# Data rows:
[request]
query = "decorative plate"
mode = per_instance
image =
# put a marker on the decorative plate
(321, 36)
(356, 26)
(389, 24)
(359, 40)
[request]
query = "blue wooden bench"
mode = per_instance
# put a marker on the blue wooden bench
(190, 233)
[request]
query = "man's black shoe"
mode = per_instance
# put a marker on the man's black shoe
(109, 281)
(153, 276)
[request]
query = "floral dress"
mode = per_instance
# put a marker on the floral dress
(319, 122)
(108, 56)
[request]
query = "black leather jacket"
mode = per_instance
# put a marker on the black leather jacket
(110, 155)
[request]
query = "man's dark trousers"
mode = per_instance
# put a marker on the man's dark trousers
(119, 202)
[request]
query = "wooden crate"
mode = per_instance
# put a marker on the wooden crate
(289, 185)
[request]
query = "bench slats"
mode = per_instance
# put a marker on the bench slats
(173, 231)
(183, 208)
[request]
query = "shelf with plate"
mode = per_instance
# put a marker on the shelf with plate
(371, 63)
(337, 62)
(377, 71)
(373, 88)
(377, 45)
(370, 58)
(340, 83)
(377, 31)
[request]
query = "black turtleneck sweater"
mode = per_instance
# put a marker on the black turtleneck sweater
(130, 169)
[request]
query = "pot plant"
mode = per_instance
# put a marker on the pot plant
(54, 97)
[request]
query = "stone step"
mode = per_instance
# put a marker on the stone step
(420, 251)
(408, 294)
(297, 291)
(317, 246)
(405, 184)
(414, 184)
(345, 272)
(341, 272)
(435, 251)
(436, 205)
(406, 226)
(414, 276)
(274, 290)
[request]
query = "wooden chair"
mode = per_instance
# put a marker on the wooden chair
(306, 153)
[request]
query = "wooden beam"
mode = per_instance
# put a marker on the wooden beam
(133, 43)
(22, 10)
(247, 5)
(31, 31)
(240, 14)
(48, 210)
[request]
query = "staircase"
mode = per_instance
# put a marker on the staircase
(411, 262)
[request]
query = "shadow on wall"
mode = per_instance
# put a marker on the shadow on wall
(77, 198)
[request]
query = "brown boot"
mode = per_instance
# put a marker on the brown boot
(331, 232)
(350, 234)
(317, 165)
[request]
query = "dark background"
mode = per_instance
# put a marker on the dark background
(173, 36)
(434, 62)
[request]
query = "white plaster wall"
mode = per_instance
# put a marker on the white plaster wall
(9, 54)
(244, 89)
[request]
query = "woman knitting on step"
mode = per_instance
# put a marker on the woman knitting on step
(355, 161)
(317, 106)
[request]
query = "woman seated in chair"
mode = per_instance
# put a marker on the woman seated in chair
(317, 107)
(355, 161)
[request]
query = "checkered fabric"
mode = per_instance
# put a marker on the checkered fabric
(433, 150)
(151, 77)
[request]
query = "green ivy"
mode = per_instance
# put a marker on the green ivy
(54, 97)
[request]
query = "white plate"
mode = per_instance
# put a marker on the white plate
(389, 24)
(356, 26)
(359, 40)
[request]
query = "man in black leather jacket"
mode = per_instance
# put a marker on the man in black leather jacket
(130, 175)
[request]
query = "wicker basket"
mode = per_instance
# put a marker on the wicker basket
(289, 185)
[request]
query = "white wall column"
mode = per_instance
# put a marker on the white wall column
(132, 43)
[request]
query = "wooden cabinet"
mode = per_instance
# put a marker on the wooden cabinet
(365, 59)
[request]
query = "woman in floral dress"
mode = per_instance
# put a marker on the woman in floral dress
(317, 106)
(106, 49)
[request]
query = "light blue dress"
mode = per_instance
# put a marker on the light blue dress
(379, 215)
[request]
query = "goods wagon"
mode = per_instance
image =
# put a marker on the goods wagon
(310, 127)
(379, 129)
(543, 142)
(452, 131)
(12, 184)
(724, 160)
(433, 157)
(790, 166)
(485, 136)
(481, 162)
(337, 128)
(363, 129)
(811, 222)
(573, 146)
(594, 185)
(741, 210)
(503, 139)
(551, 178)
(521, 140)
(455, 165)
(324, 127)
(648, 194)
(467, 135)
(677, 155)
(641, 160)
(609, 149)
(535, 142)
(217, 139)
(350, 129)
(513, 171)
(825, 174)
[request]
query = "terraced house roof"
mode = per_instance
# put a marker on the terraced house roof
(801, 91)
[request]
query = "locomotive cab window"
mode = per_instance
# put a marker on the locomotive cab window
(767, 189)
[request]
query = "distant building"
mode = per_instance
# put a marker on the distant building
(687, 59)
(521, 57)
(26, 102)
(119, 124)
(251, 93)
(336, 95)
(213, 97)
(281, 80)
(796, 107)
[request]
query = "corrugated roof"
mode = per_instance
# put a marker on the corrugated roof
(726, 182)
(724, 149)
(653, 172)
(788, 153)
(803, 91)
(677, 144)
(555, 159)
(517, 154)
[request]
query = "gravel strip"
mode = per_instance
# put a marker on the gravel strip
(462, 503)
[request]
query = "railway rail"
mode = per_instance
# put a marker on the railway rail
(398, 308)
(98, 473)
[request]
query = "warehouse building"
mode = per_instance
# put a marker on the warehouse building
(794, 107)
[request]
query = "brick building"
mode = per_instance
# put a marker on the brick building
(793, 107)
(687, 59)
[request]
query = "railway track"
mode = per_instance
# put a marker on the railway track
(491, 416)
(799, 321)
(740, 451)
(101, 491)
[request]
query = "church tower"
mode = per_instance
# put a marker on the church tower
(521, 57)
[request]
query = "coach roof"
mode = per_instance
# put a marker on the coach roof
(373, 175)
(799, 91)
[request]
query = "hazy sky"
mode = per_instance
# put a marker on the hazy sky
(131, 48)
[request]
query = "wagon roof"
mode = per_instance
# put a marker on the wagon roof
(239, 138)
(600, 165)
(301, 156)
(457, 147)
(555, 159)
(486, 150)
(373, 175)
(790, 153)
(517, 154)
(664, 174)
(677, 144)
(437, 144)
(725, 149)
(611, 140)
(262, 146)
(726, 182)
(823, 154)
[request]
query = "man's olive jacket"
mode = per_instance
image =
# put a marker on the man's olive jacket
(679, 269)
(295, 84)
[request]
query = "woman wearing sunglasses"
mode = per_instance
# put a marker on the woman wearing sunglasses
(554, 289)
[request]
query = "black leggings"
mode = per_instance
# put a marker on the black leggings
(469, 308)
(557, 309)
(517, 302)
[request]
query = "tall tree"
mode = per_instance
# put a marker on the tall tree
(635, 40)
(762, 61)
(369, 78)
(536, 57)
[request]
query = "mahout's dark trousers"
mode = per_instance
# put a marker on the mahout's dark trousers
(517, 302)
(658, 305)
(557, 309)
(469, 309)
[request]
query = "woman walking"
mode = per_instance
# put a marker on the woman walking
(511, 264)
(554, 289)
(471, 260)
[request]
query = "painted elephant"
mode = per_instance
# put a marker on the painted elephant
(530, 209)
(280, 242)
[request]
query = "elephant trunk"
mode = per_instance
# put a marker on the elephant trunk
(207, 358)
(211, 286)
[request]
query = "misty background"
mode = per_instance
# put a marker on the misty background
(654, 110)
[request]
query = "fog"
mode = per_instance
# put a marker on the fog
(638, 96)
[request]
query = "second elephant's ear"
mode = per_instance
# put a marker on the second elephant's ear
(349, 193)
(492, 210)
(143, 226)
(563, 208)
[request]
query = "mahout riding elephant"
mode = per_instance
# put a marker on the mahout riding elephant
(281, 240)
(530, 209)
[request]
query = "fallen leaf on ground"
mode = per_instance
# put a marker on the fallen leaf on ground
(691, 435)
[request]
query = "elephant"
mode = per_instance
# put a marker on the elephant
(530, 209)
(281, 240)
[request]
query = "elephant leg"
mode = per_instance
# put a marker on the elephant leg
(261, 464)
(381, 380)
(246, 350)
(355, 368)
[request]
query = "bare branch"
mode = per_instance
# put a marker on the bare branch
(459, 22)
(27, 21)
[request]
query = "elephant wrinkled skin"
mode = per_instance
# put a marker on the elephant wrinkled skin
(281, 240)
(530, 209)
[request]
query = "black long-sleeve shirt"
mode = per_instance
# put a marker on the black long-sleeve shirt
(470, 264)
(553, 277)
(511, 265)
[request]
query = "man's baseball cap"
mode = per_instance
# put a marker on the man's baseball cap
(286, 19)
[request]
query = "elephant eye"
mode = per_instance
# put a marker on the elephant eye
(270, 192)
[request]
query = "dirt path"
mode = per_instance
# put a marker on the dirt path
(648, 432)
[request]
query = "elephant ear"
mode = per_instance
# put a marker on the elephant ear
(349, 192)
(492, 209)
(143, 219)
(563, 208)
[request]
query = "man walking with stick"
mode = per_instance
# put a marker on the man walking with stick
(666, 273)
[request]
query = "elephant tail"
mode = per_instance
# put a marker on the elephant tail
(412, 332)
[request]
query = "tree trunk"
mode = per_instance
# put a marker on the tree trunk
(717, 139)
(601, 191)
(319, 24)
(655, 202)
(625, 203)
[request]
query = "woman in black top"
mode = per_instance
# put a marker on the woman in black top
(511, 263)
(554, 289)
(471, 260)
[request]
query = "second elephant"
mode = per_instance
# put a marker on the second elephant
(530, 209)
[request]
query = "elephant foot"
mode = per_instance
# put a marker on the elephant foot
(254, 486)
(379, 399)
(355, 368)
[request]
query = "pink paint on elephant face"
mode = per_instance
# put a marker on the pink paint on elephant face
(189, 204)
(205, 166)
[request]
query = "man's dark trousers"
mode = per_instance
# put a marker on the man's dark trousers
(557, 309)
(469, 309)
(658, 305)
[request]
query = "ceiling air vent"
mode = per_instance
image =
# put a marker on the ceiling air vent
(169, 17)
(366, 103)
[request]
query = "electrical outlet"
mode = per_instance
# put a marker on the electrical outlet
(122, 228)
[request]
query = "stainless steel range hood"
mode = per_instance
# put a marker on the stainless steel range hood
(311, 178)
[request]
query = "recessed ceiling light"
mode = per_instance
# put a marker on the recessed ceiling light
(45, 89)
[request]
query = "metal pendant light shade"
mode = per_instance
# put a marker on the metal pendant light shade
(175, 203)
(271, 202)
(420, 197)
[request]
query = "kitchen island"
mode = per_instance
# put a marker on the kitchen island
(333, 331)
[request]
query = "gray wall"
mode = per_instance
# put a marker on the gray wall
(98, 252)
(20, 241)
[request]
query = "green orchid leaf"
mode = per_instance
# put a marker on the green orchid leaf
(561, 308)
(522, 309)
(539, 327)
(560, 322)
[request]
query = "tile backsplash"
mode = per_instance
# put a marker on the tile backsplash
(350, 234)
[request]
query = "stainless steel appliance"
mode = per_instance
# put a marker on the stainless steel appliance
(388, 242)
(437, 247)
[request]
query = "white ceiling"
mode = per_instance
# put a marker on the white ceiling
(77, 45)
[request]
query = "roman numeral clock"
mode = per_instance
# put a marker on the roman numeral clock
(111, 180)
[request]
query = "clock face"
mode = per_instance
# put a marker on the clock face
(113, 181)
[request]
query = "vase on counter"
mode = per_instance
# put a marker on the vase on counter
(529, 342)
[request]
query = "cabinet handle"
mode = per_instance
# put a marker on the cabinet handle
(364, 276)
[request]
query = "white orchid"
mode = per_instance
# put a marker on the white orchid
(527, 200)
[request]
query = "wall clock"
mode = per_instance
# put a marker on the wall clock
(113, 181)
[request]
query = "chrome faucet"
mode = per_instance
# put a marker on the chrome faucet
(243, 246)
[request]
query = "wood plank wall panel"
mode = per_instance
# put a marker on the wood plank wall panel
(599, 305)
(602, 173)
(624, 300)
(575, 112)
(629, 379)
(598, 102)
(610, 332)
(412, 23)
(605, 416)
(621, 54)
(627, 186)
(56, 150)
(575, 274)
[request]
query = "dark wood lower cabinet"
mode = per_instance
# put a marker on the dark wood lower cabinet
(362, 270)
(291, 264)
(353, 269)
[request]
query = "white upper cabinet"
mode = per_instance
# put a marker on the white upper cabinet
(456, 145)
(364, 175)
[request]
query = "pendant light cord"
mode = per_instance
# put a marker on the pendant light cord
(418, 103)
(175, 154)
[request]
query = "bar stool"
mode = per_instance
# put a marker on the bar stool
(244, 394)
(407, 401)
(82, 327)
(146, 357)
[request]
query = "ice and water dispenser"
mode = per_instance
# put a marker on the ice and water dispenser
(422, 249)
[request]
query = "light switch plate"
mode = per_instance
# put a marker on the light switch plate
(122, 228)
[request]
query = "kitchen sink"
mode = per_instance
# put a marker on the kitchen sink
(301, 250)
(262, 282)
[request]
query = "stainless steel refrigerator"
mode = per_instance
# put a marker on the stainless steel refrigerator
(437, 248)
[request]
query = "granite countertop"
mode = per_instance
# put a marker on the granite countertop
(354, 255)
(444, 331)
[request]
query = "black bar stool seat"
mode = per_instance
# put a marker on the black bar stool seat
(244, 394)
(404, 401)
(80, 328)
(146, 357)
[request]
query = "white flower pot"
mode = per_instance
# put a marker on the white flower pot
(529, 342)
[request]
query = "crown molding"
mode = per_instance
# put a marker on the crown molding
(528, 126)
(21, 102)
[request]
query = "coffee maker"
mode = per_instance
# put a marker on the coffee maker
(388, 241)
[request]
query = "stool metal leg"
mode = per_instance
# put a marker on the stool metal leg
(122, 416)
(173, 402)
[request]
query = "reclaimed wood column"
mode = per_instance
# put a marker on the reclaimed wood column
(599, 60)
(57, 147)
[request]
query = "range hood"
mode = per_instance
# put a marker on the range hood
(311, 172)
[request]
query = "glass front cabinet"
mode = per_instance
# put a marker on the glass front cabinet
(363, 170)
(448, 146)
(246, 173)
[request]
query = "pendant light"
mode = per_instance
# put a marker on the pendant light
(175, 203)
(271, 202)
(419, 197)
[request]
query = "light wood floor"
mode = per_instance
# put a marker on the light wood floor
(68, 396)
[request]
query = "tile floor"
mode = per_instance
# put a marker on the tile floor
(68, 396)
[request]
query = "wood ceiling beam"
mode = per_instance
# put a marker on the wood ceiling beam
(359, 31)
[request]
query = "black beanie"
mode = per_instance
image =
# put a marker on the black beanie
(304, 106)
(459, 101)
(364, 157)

# Exercise:
Please pick out and copy every line of the records that contains the string "plate".

# The response:
query = "decorative plate"
# put a marker on the decorative plate
query = "shelf with plate"
# put a marker on the shelf with plate
query = "white plate"
# put a marker on the white plate
query = "light switch plate"
# put a marker on the light switch plate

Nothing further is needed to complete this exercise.